◆ **PROBLEM TO WORK ON**:
Render only the stretch of data below from the line containing "For the evaluation set, tag each instance of the man's hand" through the end of the data as a numbered list, omitting any blank lines.

-------------------------

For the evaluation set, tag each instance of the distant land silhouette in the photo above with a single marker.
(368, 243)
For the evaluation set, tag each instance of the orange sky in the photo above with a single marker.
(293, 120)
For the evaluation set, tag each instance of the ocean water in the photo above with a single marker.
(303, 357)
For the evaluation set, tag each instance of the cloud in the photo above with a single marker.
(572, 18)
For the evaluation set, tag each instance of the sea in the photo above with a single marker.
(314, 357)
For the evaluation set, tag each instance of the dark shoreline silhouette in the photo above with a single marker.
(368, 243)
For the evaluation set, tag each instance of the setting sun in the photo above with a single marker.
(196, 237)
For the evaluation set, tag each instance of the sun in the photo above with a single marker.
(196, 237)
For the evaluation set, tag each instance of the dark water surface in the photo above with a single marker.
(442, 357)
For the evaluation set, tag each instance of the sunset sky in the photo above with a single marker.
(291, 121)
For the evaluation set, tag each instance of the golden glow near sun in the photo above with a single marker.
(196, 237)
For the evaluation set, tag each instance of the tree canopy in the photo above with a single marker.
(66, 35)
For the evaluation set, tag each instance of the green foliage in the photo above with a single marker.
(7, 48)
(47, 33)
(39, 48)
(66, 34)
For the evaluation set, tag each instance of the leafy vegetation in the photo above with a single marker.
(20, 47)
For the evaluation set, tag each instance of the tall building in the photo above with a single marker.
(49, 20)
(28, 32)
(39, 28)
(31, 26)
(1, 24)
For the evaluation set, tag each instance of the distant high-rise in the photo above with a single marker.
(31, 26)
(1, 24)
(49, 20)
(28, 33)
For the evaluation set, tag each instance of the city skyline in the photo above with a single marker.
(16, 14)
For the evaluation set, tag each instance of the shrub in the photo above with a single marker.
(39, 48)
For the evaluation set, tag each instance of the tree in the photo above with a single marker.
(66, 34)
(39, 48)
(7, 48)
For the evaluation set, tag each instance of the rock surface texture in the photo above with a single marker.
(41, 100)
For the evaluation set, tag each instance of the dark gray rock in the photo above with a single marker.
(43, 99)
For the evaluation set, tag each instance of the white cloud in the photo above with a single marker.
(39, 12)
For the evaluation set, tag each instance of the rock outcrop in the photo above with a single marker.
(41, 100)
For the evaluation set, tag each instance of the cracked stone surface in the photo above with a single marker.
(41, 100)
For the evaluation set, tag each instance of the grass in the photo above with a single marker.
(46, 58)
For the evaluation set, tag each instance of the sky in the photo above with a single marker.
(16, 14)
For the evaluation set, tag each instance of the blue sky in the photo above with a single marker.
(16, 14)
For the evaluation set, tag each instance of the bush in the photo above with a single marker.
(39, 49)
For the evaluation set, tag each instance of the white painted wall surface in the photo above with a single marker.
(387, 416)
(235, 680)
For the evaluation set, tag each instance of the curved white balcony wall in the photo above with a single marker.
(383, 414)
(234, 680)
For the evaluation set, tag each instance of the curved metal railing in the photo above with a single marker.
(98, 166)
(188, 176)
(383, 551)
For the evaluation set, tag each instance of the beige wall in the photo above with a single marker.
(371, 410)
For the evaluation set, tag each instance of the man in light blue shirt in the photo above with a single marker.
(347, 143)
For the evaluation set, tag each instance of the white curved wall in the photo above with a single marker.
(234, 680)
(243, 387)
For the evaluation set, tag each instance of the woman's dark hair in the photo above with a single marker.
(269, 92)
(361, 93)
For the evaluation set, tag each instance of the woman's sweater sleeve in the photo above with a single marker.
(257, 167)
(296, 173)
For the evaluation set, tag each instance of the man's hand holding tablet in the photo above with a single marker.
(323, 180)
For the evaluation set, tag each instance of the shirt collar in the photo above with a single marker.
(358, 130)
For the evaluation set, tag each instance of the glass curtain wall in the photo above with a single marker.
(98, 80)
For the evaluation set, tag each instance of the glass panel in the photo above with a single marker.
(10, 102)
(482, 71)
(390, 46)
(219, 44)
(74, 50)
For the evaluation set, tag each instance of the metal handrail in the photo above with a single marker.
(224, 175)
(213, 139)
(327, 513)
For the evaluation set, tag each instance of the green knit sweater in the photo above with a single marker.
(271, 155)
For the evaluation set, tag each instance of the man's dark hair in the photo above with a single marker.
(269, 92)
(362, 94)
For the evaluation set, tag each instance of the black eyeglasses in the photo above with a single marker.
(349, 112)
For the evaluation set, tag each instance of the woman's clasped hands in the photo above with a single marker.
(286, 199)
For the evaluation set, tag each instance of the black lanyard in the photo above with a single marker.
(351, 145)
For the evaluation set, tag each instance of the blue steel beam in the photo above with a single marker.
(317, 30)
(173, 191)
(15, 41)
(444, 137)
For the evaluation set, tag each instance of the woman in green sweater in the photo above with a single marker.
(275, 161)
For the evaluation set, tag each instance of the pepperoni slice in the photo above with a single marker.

-------------------------

◆ **SOLUTION BELOW**:
1. For the evaluation set, tag each instance of the man's hand holding tablet in the photo above with a single marker.
2. (323, 180)
3. For the evaluation set, tag each instance of the shirt collar in the photo above with a single marker.
4. (358, 130)
5. For the evaluation set, tag each instance of the glass curtain wall in the photo above with a single marker.
6. (98, 80)
7. For the evaluation set, tag each instance of the glass panel in the photo above with a single marker.
8. (10, 102)
9. (482, 71)
10. (390, 46)
11. (219, 44)
12. (74, 50)
13. For the evaluation set, tag each instance of the metal handrail in the photo above with a single marker.
14. (224, 175)
15. (213, 139)
16. (327, 513)
17. For the evaluation set, tag each instance of the green knit sweater in the photo above with a single marker.
18. (271, 155)
19. For the evaluation set, tag each instance of the man's dark hair in the photo above with a single marker.
20. (269, 92)
21. (362, 94)
22. For the evaluation set, tag each instance of the black eyeglasses in the photo above with a single marker.
23. (349, 112)
24. For the evaluation set, tag each instance of the woman's clasped hands in the photo above with a single marker.
25. (286, 199)
26. For the evaluation set, tag each instance of the black lanyard in the photo above with a single marker.
27. (351, 145)
28. For the evaluation set, tag each instance of the blue steel beam in the photo above with a single marker.
29. (317, 30)
30. (173, 191)
31. (15, 41)
32. (444, 137)
33. For the evaluation set, tag each instance of the woman in green sweater in the photo above with a single marker.
34. (275, 161)
35. For the evaluation set, tag each instance of the pepperoni slice in the photo above with a single marker.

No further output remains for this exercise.